▸ WRITTEN EXERCISE: In the rows below, how many lines contain the string "rail", with case counting? Reply with the number alone.

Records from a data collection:
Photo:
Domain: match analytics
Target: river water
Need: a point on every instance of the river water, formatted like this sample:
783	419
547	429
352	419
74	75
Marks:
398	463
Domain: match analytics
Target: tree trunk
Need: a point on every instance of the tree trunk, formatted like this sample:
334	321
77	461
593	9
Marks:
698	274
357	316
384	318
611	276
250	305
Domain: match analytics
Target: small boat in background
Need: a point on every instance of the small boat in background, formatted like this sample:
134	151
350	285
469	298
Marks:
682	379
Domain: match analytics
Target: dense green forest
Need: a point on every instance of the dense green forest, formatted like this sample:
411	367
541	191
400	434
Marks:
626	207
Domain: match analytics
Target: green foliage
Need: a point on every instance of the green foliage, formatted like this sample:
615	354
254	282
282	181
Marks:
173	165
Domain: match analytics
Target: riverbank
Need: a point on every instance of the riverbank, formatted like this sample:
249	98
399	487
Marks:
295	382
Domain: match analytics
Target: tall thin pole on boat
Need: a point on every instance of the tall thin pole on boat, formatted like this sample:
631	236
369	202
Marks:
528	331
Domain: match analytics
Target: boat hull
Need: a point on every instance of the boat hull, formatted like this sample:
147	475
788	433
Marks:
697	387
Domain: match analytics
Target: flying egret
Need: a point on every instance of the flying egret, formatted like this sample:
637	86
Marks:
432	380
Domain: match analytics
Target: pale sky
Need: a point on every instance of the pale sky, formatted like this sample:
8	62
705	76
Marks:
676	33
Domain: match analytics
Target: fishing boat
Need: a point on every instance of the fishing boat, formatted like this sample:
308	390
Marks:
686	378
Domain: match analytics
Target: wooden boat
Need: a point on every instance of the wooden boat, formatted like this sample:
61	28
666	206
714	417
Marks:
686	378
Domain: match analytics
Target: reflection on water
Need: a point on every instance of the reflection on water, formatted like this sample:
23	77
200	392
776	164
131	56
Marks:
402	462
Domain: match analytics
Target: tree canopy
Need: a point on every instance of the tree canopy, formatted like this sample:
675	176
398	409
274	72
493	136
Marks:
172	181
==
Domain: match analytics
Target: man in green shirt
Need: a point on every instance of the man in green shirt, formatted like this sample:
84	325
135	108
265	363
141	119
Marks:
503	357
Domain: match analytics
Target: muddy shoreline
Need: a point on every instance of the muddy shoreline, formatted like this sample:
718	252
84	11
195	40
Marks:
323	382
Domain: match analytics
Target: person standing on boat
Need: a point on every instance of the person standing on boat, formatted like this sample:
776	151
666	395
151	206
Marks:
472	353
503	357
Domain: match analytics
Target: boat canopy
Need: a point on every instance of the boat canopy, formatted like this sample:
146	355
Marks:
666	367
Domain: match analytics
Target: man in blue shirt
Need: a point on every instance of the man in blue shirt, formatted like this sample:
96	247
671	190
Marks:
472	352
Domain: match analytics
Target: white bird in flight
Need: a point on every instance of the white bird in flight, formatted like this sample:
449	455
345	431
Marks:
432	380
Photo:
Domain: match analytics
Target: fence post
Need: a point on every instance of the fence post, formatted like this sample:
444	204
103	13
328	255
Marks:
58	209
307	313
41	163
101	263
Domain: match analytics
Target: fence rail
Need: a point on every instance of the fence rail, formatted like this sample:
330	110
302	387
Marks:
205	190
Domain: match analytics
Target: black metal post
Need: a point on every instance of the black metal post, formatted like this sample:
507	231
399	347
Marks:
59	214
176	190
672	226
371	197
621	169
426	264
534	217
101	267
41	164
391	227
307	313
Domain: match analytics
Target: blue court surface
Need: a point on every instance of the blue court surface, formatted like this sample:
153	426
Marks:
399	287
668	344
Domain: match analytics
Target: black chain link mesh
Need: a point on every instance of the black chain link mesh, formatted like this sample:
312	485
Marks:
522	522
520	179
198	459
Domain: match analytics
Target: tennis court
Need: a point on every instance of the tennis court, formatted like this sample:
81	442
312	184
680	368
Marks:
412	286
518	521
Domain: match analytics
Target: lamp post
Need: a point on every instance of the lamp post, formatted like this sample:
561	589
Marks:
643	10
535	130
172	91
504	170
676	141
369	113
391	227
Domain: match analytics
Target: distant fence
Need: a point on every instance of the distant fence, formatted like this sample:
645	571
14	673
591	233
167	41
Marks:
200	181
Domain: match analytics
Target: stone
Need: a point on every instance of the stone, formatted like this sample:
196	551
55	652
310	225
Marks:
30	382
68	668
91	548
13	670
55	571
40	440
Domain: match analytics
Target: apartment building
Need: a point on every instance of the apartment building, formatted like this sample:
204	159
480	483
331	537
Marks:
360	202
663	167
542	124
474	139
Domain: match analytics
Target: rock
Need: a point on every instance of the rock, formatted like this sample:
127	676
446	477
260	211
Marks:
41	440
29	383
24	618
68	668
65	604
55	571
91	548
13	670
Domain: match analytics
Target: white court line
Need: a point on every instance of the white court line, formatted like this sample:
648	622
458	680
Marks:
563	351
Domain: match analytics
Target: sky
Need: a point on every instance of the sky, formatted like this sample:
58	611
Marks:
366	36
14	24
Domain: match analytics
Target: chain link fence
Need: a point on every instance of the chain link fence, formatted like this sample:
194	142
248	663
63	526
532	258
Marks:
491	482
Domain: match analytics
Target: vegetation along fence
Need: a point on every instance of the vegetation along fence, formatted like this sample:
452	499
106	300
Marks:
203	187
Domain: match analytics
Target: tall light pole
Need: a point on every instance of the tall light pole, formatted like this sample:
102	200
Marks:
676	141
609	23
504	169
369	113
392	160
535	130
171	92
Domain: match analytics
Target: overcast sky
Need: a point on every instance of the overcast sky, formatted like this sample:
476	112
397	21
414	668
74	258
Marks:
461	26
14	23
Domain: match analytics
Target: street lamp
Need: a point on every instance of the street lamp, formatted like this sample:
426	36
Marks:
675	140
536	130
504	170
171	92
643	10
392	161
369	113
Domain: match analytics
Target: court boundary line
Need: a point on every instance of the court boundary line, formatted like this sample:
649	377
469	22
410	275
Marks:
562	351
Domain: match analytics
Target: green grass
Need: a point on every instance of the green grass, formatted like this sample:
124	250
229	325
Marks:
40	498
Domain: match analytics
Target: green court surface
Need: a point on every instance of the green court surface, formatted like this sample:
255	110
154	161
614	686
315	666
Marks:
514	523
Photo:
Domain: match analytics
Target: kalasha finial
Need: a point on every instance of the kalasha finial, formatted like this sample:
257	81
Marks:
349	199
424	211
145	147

▸ ANSWER FOR THIS EXERCISE: 2